**WRITTEN TASKS:**
A: Reproduce verbatim the portion of the labeled contour entries that opens at the start of the entries and closes with the line containing "189 187 L 186", including both ends. Omit the pictures from your reply.
B: Carry on the passage on the philosopher stone and biblical stones from the point at which it stops.

Philosopher Stone, gift from god to man


Back in the days of the Bible, stones were of vital importance to the biblical characters.  Proof of this is found in many Scriptures; prophets, kings, and even Jesus and his apostles spoke of stones.  These stones were vital to them, not only in the physical world, but also in the spiritual world.

It would be folly not to take these biblical stones as significant.  Scholars and men of predominance through history knew of the monetary value and the spiritual importance of these stones.  So much so, that vast wealth, much time, and vital energy was spent in the pursuit of such business ventures as mining for stones.  Stones brought political and ecclesiastical power to men.  And this is why men of intellect and stature were prepared to sacrifice all trying to get their hands on the very stones mentioned in the Bible and in other religious texts and documents.

In particular, the philosopher stone.  It was said that, when one had the ability to make the philosopher stone, one acquired eternal life.  One could get God’s eternal Mercy, and sit upon a throne of glory.  A king such as David, who was surrounded by his enemy, could expect to live them out beyond their human years.  As long as he was of pure heart and intent.

Labeled contour entries
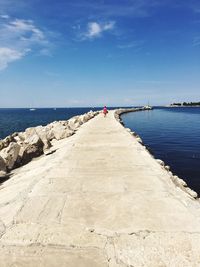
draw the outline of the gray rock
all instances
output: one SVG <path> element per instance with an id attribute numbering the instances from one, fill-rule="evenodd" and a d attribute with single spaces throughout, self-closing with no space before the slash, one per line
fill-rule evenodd
<path id="1" fill-rule="evenodd" d="M 72 129 L 73 131 L 76 131 L 80 127 L 80 122 L 78 120 L 78 117 L 79 116 L 76 116 L 68 120 L 68 125 L 70 129 Z"/>
<path id="2" fill-rule="evenodd" d="M 156 161 L 161 165 L 161 166 L 165 166 L 164 161 L 162 161 L 161 159 L 156 159 Z"/>
<path id="3" fill-rule="evenodd" d="M 6 163 L 1 156 L 0 156 L 0 171 L 6 172 Z"/>
<path id="4" fill-rule="evenodd" d="M 170 166 L 166 165 L 165 166 L 165 170 L 169 171 L 170 170 Z"/>
<path id="5" fill-rule="evenodd" d="M 189 187 L 186 187 L 185 190 L 191 197 L 193 197 L 193 198 L 198 197 L 198 194 L 195 191 L 193 191 L 192 189 L 190 189 Z"/>
<path id="6" fill-rule="evenodd" d="M 74 133 L 74 131 L 68 127 L 68 124 L 63 125 L 62 122 L 57 122 L 56 124 L 54 124 L 51 131 L 56 140 L 64 139 L 66 137 L 71 136 Z"/>
<path id="7" fill-rule="evenodd" d="M 35 128 L 37 135 L 40 137 L 42 140 L 44 146 L 43 150 L 49 149 L 51 147 L 50 140 L 47 137 L 47 131 L 45 127 L 38 126 Z"/>
<path id="8" fill-rule="evenodd" d="M 7 148 L 0 151 L 0 156 L 4 159 L 7 169 L 11 170 L 15 167 L 19 151 L 20 145 L 14 142 L 11 142 Z"/>

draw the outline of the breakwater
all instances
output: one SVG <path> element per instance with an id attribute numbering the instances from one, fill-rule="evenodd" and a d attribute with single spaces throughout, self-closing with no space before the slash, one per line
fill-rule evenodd
<path id="1" fill-rule="evenodd" d="M 200 204 L 110 111 L 0 187 L 7 266 L 199 266 Z"/>
<path id="2" fill-rule="evenodd" d="M 97 111 L 90 111 L 69 120 L 27 128 L 25 132 L 15 132 L 0 140 L 0 179 L 7 176 L 12 169 L 27 164 L 35 157 L 53 153 L 51 147 L 54 139 L 70 137 L 83 123 L 97 114 Z"/>

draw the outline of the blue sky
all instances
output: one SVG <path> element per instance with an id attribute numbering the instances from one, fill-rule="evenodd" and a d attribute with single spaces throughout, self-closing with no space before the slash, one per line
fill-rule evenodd
<path id="1" fill-rule="evenodd" d="M 200 2 L 0 0 L 0 107 L 200 100 Z"/>

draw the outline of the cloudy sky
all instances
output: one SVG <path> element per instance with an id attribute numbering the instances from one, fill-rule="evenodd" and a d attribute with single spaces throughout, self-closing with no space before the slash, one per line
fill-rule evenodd
<path id="1" fill-rule="evenodd" d="M 199 0 L 0 0 L 0 107 L 195 100 Z"/>

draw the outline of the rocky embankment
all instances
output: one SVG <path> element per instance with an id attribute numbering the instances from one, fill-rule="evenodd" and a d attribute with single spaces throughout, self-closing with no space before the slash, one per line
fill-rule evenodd
<path id="1" fill-rule="evenodd" d="M 145 107 L 143 107 L 143 108 L 131 108 L 131 109 L 118 109 L 118 110 L 116 110 L 116 112 L 115 112 L 115 118 L 116 118 L 116 120 L 118 120 L 122 125 L 124 125 L 124 124 L 123 124 L 123 121 L 122 121 L 122 119 L 121 119 L 121 117 L 120 117 L 122 114 L 124 114 L 124 113 L 129 113 L 129 112 L 142 111 L 142 110 L 149 110 L 149 108 L 145 108 Z M 129 129 L 129 128 L 126 128 L 126 130 L 127 130 L 128 132 L 130 132 L 130 134 L 132 134 L 132 135 L 136 138 L 136 140 L 137 140 L 141 145 L 143 145 L 143 146 L 145 147 L 145 145 L 143 144 L 142 139 L 140 138 L 140 136 L 139 136 L 137 133 L 135 133 L 134 131 L 132 131 L 132 130 Z M 146 148 L 146 147 L 145 147 L 145 148 Z M 146 148 L 146 149 L 147 149 L 147 148 Z M 149 151 L 149 149 L 147 149 L 147 150 L 148 150 L 148 152 L 150 153 L 150 155 L 151 155 L 152 157 L 154 157 L 154 156 L 151 154 L 151 152 Z M 166 171 L 168 172 L 168 174 L 169 174 L 169 176 L 170 176 L 172 182 L 173 182 L 177 187 L 179 187 L 181 190 L 183 190 L 184 192 L 186 192 L 187 194 L 189 194 L 192 198 L 195 198 L 195 199 L 198 198 L 198 194 L 197 194 L 197 192 L 195 192 L 194 190 L 192 190 L 191 188 L 189 188 L 188 185 L 187 185 L 187 183 L 186 183 L 183 179 L 181 179 L 180 177 L 178 177 L 176 174 L 173 174 L 172 171 L 170 170 L 170 166 L 166 165 L 165 162 L 162 161 L 162 160 L 160 160 L 160 159 L 155 159 L 155 160 L 157 161 L 157 163 L 158 163 L 159 165 L 161 165 L 161 167 L 162 167 L 164 170 L 166 170 Z"/>
<path id="2" fill-rule="evenodd" d="M 0 178 L 42 154 L 50 154 L 52 141 L 73 135 L 77 129 L 99 112 L 90 111 L 66 121 L 54 121 L 46 126 L 27 128 L 0 140 Z"/>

**RESPONSES:**
A:
draw the outline of the gray rock
all instances
output: one SVG <path> element per instance with an id attribute numbering the instances from one, fill-rule="evenodd" and a d attribute with single spaces throughout, self-closing with no space before the slash, one per line
fill-rule evenodd
<path id="1" fill-rule="evenodd" d="M 72 129 L 73 131 L 76 131 L 80 127 L 80 122 L 78 120 L 78 117 L 79 116 L 76 116 L 68 120 L 68 125 L 70 129 Z"/>
<path id="2" fill-rule="evenodd" d="M 156 161 L 161 165 L 161 166 L 165 166 L 164 161 L 162 161 L 161 159 L 156 159 Z"/>
<path id="3" fill-rule="evenodd" d="M 6 163 L 1 156 L 0 156 L 0 171 L 6 172 Z"/>
<path id="4" fill-rule="evenodd" d="M 170 166 L 166 165 L 165 166 L 165 170 L 169 171 L 170 170 Z"/>
<path id="5" fill-rule="evenodd" d="M 189 187 L 186 187 L 185 190 L 191 197 L 193 197 L 193 198 L 198 197 L 198 194 L 195 191 L 193 191 L 192 189 L 190 189 Z"/>

B:
Reading Psalms 118 from the perspective of an alchemist stone, more specifically verses 19 through 29, one reads about the power the art of alchemy brought man to.  The art of the philosopher’s stone:

Psa 118:19  Open to me the gates of righteousness: I will go into them, and I will praise the LORD:
Psa 118:20  This gate of the LORD, into which the righteous shall enter.
Psa 118:21  I will praise thee: for thou hast heard me, and art become my salvation.
Psa 118:22  The stone which the builders refused is become the head stone of the corner.
Psa 118:23  This is the LORD’S doing; it is marvellous in our eyes.
Psa 118:24  This is the day which the LORD hath made; we will rejoice and be glad in it.
Psa 118:25  Save now, I beseech thee, O LORD: O LORD, I beseech thee, send now prosperity.
Psa 118:26  Blessed be he that cometh in the name of the LORD: we have blessed you out of the house of the LORD.
Psa 118:27  God is the LORD, which hath shewed us light: bind the sacrifice with cords, even unto the horns of the altar.
Psa 118:28  Thou art my God, and I will praise thee: thou art my God, I will exalt thee.
Psa 118:29  O give thanks unto the LORD; for he is good: for his mercy endureth for ever.

In Psalms 118, the stone in question is used as material employed in the construction of an entrance. It is building material, the corner-stone material of the doorway or gate to the other world.  In other words, it is a building block; a material  which is ‘transmuted’ into a head stone that holds-up the other stones that are employed.

The builders, or alchemists, refuse (reject) such a stone.  Yet it is of great value to man for his art; the art of God.  The art of transmutation of one element into another.  The art of the alchemist.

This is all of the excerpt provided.